(Written problem):
Please write out exactly the lines that begin at the line containing "Where can the white t-shirt" and run to the end of the records.

(Listed records):
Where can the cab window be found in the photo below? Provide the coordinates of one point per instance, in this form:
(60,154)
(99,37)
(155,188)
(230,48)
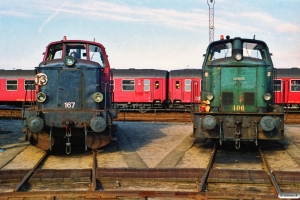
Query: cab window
(96,55)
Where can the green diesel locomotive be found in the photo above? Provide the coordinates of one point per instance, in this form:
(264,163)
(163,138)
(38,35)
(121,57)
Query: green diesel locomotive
(237,99)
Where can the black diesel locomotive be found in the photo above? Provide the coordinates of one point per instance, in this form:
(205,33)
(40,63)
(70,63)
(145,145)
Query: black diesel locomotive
(73,103)
(237,94)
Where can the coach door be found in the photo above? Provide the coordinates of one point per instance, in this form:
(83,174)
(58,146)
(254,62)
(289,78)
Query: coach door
(177,87)
(195,92)
(147,91)
(157,89)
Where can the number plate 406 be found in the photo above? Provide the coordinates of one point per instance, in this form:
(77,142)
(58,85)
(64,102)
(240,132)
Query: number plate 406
(69,104)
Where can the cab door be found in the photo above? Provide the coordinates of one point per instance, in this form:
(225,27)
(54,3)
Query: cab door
(238,89)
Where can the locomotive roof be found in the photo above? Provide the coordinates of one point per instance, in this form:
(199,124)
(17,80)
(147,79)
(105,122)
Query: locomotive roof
(76,41)
(139,73)
(232,39)
(186,73)
(17,73)
(288,72)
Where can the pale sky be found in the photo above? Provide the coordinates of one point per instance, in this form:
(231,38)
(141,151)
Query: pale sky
(165,34)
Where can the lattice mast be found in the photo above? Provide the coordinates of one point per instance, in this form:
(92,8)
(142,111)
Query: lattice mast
(211,4)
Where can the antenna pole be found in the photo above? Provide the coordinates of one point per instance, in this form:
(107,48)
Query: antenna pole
(211,4)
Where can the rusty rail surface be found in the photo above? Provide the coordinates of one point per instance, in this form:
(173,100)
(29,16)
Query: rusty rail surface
(242,177)
(150,116)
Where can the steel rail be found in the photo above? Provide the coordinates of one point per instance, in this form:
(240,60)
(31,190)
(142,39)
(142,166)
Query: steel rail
(94,169)
(269,172)
(207,170)
(29,174)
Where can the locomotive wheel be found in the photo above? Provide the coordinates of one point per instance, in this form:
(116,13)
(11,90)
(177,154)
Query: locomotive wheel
(40,140)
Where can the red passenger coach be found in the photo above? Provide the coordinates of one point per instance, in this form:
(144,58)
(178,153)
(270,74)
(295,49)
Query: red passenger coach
(139,88)
(17,86)
(287,87)
(185,87)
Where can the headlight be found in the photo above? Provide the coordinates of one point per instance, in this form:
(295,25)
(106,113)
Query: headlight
(69,61)
(97,97)
(238,56)
(41,97)
(41,79)
(209,96)
(267,96)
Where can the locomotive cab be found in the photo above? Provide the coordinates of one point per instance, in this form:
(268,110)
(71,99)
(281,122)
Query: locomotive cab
(74,98)
(237,94)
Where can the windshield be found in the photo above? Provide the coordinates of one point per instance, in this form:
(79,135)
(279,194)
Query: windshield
(252,50)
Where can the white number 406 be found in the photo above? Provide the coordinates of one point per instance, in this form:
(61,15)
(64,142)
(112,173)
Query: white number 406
(69,104)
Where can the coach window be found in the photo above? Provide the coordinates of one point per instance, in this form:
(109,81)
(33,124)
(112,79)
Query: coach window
(29,85)
(177,85)
(277,85)
(128,85)
(156,85)
(11,85)
(295,85)
(146,85)
(187,85)
(96,55)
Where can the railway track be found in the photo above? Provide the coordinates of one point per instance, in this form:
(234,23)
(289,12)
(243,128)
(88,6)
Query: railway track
(291,117)
(219,179)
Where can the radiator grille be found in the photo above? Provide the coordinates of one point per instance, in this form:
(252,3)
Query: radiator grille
(249,98)
(227,98)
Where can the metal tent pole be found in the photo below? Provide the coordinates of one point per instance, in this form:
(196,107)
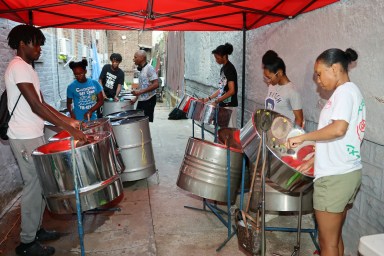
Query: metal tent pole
(78,202)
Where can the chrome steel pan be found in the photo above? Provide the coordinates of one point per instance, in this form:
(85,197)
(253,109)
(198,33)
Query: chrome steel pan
(99,182)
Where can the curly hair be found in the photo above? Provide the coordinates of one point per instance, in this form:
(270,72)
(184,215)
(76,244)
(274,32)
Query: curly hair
(26,34)
(83,64)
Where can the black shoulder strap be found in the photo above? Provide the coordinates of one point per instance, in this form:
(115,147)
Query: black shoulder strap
(15,106)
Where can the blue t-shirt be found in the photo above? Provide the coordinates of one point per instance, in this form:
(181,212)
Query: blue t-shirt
(84,96)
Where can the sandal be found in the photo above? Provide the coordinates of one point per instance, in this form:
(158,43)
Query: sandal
(44,235)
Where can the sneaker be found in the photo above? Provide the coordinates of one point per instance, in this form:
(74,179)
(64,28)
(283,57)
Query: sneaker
(44,235)
(34,249)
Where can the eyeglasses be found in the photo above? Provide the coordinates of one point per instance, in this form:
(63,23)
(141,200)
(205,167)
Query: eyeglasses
(268,79)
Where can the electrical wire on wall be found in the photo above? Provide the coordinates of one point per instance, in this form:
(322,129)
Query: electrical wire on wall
(57,65)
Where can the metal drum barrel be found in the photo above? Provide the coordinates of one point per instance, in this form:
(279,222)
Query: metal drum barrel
(98,125)
(204,170)
(278,200)
(125,114)
(99,182)
(185,103)
(117,106)
(135,146)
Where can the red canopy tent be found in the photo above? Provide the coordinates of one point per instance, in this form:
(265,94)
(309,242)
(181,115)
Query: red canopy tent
(165,15)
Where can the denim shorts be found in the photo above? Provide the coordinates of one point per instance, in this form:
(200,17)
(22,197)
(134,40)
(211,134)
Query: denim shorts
(334,193)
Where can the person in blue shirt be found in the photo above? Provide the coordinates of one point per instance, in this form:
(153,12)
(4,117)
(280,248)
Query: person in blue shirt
(85,93)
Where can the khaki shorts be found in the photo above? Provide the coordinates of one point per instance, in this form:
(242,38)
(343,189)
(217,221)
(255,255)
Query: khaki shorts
(334,193)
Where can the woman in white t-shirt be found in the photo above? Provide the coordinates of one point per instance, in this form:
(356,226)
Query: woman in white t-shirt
(337,160)
(282,95)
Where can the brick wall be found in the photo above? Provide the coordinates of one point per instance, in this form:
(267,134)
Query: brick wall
(348,23)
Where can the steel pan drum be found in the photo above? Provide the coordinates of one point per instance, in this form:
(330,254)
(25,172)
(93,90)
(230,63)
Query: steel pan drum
(135,146)
(250,139)
(223,115)
(185,103)
(98,125)
(99,182)
(125,114)
(117,106)
(281,166)
(204,170)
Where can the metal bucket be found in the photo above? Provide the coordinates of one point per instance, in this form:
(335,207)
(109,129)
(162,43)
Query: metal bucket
(281,171)
(204,170)
(116,106)
(278,200)
(135,146)
(209,115)
(125,114)
(185,103)
(99,182)
(196,110)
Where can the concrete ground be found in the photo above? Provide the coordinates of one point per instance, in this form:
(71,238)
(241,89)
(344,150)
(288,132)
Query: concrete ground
(153,220)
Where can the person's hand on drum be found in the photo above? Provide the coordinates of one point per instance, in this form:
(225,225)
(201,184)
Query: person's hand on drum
(306,166)
(133,101)
(87,116)
(78,135)
(136,92)
(293,142)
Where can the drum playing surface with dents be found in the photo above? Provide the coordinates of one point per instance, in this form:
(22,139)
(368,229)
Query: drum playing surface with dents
(99,182)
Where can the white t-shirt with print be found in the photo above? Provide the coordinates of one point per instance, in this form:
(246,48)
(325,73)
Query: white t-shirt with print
(341,155)
(24,124)
(283,99)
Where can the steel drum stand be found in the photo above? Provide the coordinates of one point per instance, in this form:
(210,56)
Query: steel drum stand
(313,232)
(78,202)
(231,230)
(265,126)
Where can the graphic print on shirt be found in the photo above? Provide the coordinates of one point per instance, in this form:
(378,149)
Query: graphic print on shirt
(110,80)
(360,129)
(87,97)
(272,99)
(361,126)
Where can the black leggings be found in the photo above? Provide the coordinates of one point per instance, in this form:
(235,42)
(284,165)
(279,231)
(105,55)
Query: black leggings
(148,106)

(Finished exercise):
Where can the white t-shirt with print be found in the photo above? Provide the coordinates of one point per instance, in this form:
(246,48)
(325,73)
Query: white t-shirt with print
(341,155)
(24,124)
(283,99)
Where can the steel drum stand be found in the photo above? Provide the coordinates of one point per instance, in this form:
(210,56)
Query: steel drum stand
(313,232)
(78,202)
(231,230)
(265,126)
Where can the graphic print on shirt be found in the photo above? Provide the coordinates of one point per instance, in this form:
(378,149)
Query: graphic print on shirt
(110,80)
(360,129)
(87,97)
(272,99)
(361,126)
Where can the black leggings be found in the photo above? Provide the coordinates of one point per instance, in this form:
(235,42)
(284,165)
(279,231)
(105,55)
Query: black leggings
(148,106)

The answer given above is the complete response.